Instructions to follow> Each line below should be set down again unchanged.

--- START ---

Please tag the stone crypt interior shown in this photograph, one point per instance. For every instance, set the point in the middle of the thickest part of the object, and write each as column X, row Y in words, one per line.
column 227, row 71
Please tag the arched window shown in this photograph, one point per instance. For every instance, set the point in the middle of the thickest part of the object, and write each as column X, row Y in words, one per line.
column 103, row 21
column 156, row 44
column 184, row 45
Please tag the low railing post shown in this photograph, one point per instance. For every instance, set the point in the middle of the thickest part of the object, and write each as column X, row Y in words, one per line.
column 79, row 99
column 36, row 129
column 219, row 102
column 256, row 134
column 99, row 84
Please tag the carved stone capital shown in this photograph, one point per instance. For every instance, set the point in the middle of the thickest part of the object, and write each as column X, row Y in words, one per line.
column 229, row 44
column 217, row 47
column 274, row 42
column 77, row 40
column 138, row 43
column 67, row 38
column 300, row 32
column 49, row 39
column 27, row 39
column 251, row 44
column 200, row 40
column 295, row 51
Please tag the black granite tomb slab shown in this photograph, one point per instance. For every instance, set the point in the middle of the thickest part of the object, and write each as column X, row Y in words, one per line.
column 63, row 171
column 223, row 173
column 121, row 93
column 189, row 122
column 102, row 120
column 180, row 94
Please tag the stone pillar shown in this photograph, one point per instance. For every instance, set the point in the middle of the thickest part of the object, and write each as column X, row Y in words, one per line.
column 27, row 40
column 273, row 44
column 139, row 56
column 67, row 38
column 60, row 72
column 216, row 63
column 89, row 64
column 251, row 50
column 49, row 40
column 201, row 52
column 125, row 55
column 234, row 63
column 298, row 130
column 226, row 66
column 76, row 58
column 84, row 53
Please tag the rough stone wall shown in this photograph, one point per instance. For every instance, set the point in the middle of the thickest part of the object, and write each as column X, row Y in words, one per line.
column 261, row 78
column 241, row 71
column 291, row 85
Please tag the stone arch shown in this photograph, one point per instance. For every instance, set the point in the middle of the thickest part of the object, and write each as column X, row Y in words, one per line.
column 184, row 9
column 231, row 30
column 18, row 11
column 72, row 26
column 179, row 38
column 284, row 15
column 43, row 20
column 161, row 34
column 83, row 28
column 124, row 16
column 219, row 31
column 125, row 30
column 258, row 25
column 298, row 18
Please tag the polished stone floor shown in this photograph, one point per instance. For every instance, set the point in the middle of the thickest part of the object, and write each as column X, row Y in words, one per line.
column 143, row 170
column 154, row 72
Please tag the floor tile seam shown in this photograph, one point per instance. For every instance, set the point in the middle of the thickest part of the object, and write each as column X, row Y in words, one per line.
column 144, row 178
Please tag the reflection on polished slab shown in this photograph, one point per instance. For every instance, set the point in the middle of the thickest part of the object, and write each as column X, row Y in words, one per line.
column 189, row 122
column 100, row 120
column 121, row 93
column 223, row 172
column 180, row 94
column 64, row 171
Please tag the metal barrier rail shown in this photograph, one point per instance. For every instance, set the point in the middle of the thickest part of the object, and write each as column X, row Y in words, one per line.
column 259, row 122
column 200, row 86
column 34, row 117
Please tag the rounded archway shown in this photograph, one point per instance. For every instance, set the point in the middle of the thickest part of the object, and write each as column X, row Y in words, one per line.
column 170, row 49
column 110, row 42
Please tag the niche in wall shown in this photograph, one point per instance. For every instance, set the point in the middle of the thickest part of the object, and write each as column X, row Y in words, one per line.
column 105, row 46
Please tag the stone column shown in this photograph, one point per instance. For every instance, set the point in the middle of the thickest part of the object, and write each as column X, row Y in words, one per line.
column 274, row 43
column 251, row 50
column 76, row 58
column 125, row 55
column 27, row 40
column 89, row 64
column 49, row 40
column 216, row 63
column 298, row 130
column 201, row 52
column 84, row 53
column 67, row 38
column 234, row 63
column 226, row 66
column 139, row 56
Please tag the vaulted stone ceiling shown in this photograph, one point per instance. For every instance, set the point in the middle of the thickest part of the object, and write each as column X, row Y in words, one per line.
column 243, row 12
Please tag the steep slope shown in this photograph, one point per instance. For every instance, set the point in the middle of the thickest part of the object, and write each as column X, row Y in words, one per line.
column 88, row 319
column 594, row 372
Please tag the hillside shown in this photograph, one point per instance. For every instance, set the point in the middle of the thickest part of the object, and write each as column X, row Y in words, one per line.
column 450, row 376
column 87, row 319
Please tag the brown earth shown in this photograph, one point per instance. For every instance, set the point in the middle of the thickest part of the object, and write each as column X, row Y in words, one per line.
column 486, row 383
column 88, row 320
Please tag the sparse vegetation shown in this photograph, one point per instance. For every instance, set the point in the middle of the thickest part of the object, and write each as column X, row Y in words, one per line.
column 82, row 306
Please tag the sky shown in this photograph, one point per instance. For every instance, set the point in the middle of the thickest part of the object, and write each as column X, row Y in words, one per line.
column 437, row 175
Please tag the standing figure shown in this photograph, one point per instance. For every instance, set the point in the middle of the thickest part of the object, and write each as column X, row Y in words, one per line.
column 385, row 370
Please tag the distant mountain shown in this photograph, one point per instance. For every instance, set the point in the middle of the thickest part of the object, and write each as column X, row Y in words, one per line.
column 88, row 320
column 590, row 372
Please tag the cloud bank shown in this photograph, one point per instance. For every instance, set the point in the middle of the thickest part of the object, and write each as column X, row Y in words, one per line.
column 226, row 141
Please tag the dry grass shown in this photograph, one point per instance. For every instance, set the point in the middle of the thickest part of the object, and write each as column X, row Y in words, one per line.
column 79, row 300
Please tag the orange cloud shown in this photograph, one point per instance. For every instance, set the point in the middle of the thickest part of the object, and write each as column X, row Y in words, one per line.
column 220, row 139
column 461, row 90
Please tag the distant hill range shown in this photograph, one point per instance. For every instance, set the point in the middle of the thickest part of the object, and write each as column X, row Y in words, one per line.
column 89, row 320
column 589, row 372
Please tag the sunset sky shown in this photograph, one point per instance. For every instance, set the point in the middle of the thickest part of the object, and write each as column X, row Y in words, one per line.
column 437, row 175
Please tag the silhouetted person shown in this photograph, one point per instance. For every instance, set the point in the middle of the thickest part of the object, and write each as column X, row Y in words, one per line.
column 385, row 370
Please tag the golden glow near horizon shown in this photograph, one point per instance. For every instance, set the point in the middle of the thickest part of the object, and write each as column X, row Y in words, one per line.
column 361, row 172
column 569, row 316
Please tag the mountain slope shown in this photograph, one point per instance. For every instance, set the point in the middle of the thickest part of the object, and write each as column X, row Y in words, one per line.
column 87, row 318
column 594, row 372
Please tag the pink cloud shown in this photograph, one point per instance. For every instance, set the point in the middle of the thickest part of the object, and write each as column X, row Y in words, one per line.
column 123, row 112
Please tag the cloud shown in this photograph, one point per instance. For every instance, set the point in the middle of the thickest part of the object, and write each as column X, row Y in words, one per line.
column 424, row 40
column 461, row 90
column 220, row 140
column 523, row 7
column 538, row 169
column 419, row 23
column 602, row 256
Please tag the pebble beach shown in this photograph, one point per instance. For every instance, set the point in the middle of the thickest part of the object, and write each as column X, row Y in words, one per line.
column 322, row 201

--- END ---

Reply>
Please tag the stone crypt interior shown in this photograph, one point per instance. For every instance, set the point in the middle of the thickest part of the object, and write each as column X, row Y in words, one per line.
column 227, row 71
Please tag the arched window shown in this photograph, one point per instance. For every instance, set the point in the middle of the thickest part of the object, and write each as column X, row Y in words, one per line.
column 103, row 21
column 156, row 44
column 184, row 45
Please tag the low railing post shown in this photograph, one point per instance. For every instance, set the point in the middle of the thickest part of the object, and write each as column X, row Y in words, one per line.
column 79, row 99
column 36, row 129
column 219, row 102
column 256, row 134
column 99, row 84
Please tag the carved stone capital shown in this photograph, one point per instance. For every instance, set the point in the middle of the thickest part of the object, and write each as column X, row Y in words, one per line.
column 229, row 44
column 217, row 47
column 274, row 42
column 77, row 40
column 138, row 43
column 67, row 38
column 300, row 32
column 49, row 39
column 27, row 39
column 251, row 44
column 200, row 40
column 295, row 51
Please tag the black granite tomb slab shown in this photograph, one point per instance. For every instance, set the point in the middle of the thickest part of the object, and write each as column X, row Y in words, one per line.
column 63, row 171
column 223, row 173
column 121, row 93
column 189, row 122
column 102, row 120
column 180, row 94
Please tag the stone pillar shown in this photograph, one point per instance. For every instance, set the point in the middle of the thickest part of the object, and write each as column X, row Y in words, one per line.
column 27, row 40
column 273, row 44
column 139, row 56
column 67, row 38
column 60, row 72
column 216, row 63
column 89, row 64
column 251, row 50
column 49, row 40
column 201, row 52
column 125, row 55
column 234, row 63
column 298, row 130
column 226, row 66
column 76, row 58
column 84, row 53
Please tag the rough stone wall shown in this photograph, one point per instance. For every instance, set the point in the middle of the thickest part of the object, and write each as column X, row Y in words, one per line.
column 261, row 78
column 241, row 71
column 291, row 85
Please tag the stone arch shown in this photograph, one point per instance. For every instance, set the point in the middle of the thickest part of the object, and write each as column X, row Y in words, one per line.
column 184, row 9
column 231, row 30
column 18, row 11
column 72, row 26
column 179, row 38
column 284, row 15
column 43, row 20
column 161, row 34
column 83, row 28
column 124, row 16
column 219, row 31
column 125, row 30
column 258, row 25
column 298, row 18
Please tag the polished stone floor shown in this photograph, one point per instance. For every instance, set the point in the middle of the thickest part of the object, and write each as column X, row Y in words, one per line.
column 143, row 170
column 154, row 72
Please tag the floor tile seam shown in this photograph, one point per instance. For every instance, set the point in the middle of the thickest part of the object, and write each as column X, row Y in words, one per line.
column 144, row 178
Please tag the reflection on polished slab shown in this photograph, one point per instance. For every instance, set the point in the middle of the thickest part of the object, and write each as column X, row Y in words, one per line.
column 189, row 122
column 100, row 120
column 121, row 93
column 223, row 172
column 180, row 94
column 64, row 171
Please tag the metal barrier rail shown in this photograph, one point per instance. For every instance, set the point in the middle of the thickest part of the object, and write each as column X, row Y in words, one per line.
column 259, row 122
column 200, row 86
column 34, row 117
Please tag the rounded archway shown in this photograph, one point per instance. For every instance, set the point in the middle of the thickest part of the object, and write each as column X, row Y in words, one per line.
column 170, row 49
column 110, row 42
Please tag the niche in wall shown in this photograph, one point per instance. For every instance, set the point in the middle of the thickest part of the object, and write each as column X, row Y in words, one per line.
column 105, row 46
Please tag the stone column shown in this photograph, one point per instance. For every instance, set the point in the middle of the thickest part of the object, and write each as column X, row Y in words, one per line.
column 274, row 43
column 251, row 50
column 76, row 58
column 125, row 55
column 27, row 40
column 89, row 64
column 49, row 40
column 216, row 63
column 298, row 130
column 201, row 52
column 84, row 53
column 67, row 38
column 234, row 63
column 226, row 66
column 139, row 56
Please tag the vaulted stone ceiling shown in this photograph, one point per instance. For every instance, set the point in the middle of the thickest part of the object, and write each as column X, row Y in words, one per line.
column 243, row 12
Please tag the steep slope shown in this photograph, one point per instance. For every instance, set the point in the middle of the thickest part of the object, and write each as column X, row Y in words, one per line.
column 88, row 319
column 594, row 372
Please tag the hillside shown in this photograph, one point per instance. For every instance, set the point in the middle of the thickest part of the object, and write each as column X, row Y in words, one per line.
column 450, row 376
column 87, row 319
Please tag the brown earth shown in this photograph, one point per instance. For every instance, set the point in the middle of the thickest part of the object, and write each as column X, row Y in words, one per line.
column 486, row 383
column 88, row 320
Please tag the sparse vegetation shown in this photograph, one point per instance. For every instance, set the point in the middle of the thickest part of the object, and write each as column X, row Y in words, one per line.
column 82, row 306
Please tag the sky shown in this photograph, one point per instance. For every instance, set the point in the middle of the thickest part of the object, and write each as column X, row Y in words, one per line.
column 437, row 175
Please tag the standing figure shown in this photograph, one point per instance. For every instance, set the point in the middle of the thickest part of the object, and write each as column X, row Y in words, one per line.
column 385, row 370
Please tag the distant mountain shown in this photograph, one point per instance. For every instance, set the point in the middle of the thickest part of the object, and write each as column X, row Y in words, one per line.
column 88, row 320
column 590, row 372
Please tag the cloud bank shown in this photograph, one point per instance. For every instance, set the point in the middle of the thickest part of the object, and write each as column X, row Y in words, one per line.
column 226, row 141
Please tag the dry grass shown in this photograph, one point per instance. For every instance, set the point in the middle of the thickest part of the object, and write each as column X, row Y in words, one per line.
column 79, row 300
Please tag the orange cloud shown in this photograph, one point per instance. For every instance, set the point in the middle of the thickest part of the object, and write each as column X, row Y in words, one per line.
column 220, row 139
column 461, row 90
Please tag the distant hill range shown in this photograph, one point per instance. For every instance, set the point in the middle of the thickest part of the object, and write each as column X, row Y in words, one per line.
column 89, row 320
column 589, row 372
Please tag the sunset sky shown in this photograph, one point per instance. For every instance, set the point in the middle of the thickest part of the object, and write each as column X, row Y in words, one per line.
column 437, row 175
Please tag the silhouetted person shown in this photograph, one point per instance. For every instance, set the point in the middle of the thickest part of the object, and write each as column X, row Y in words, one per line.
column 385, row 370
Please tag the golden glow near horizon shown in this photograph, one point per instance. For every instance, set the point in the middle of the thickest part of the object, and write each as column X, row Y in words, one per line.
column 361, row 172
column 569, row 316
Please tag the mountain slope shown in this photograph, one point per instance. For every instance, set the point in the middle of the thickest part of the object, and write each as column X, row Y in words, one per line.
column 87, row 318
column 594, row 372
Please tag the pink cloud shown in this photograph, one point per instance. For every instance, set the point in the middle of the thickest part of the object, and write each as column X, row Y in words, one per line.
column 123, row 112
Please tag the cloud shown in this photograph, one point per instance. For every instance, set the point in the middle of the thickest part of the object, and write each as column X, row Y in words, one per line.
column 424, row 40
column 461, row 90
column 220, row 140
column 523, row 7
column 538, row 169
column 419, row 23
column 602, row 256
Please tag the pebble beach shown in this photograph, one point per instance. For every instance, set the point in the middle of the thickest part of the object, and write each as column X, row Y in words, one per line.
column 322, row 201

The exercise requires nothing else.